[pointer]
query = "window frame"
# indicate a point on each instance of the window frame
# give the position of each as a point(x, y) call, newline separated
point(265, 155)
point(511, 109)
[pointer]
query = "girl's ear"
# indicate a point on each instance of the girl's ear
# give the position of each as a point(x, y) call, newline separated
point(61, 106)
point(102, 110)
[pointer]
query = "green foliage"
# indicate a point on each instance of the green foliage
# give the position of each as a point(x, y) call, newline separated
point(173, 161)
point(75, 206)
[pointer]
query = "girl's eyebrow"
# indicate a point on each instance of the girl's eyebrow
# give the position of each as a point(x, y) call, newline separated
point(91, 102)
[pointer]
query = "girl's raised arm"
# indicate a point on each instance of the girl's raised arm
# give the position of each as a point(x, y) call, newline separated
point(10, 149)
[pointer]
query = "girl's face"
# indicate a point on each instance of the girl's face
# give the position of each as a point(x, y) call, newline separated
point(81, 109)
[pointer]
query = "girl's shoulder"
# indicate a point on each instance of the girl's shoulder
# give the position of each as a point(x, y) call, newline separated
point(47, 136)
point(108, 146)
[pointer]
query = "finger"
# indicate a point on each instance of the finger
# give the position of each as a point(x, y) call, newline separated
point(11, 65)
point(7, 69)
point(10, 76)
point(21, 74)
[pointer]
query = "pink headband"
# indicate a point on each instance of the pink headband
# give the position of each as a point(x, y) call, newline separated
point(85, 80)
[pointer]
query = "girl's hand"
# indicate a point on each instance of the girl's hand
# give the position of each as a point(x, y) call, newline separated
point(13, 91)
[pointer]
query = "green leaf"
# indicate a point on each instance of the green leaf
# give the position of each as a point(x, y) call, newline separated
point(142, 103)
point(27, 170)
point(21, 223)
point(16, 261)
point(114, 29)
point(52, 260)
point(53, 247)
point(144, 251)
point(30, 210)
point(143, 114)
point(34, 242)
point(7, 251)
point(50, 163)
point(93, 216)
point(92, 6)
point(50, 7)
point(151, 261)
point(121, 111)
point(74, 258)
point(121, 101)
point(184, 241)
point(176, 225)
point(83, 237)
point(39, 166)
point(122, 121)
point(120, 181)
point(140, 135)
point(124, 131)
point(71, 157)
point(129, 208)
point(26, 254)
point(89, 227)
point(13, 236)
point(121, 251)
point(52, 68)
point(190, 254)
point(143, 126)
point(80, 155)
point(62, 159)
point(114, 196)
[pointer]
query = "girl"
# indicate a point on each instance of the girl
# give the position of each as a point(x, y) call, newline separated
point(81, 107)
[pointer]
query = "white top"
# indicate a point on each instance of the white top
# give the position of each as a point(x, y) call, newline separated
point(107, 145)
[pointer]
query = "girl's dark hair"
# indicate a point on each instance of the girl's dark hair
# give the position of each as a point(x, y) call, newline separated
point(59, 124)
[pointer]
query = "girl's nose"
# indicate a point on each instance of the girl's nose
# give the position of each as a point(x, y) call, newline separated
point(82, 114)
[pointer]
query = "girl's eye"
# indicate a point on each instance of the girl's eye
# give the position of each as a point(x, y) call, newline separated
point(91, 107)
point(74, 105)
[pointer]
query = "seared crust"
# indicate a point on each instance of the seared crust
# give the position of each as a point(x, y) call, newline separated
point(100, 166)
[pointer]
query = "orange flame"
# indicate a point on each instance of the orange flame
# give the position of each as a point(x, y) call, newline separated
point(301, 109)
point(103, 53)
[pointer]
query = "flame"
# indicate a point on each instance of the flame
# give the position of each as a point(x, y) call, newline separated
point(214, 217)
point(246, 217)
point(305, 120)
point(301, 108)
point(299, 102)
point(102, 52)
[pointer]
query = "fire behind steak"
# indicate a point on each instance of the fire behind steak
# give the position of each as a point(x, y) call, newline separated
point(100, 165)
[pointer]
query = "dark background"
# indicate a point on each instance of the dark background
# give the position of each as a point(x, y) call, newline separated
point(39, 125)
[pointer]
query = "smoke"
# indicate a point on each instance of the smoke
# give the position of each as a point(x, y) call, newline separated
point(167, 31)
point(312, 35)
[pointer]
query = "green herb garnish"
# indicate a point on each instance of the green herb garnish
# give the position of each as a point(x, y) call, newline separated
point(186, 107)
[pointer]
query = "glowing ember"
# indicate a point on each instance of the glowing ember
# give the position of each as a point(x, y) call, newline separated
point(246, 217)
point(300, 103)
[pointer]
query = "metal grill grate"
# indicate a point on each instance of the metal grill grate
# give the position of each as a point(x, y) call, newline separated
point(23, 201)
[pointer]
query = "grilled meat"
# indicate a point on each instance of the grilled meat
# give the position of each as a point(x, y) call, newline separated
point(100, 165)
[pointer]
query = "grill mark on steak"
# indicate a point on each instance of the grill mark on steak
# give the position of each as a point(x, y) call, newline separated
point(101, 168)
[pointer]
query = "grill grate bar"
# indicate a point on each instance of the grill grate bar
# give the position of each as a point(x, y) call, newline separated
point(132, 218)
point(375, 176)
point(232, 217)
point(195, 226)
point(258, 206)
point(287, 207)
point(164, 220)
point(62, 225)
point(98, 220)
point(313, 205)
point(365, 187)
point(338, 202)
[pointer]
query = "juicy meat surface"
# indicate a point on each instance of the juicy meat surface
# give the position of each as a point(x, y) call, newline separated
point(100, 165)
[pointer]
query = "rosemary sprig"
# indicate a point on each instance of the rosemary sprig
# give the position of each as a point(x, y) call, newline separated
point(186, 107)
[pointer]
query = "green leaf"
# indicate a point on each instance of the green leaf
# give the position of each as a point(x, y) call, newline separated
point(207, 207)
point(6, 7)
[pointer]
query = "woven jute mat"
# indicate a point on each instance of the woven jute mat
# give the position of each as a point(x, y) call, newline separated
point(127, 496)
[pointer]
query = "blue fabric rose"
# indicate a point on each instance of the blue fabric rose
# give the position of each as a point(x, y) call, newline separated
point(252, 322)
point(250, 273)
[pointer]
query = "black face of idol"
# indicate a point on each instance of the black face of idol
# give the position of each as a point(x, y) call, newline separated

★ ★ ★ ★ ★ ★ ★

Goal
Can you rewrite everything from the start of the entries down to the line containing "point(511, 109)", changing "window frame" to "door frame" and leaving the rest untouched?

Solution to this task
[pointer]
query = "door frame"
# indicate a point on each instance of the door frame
# give the position of each as a point(x, y) call, newline separated
point(265, 155)
point(511, 109)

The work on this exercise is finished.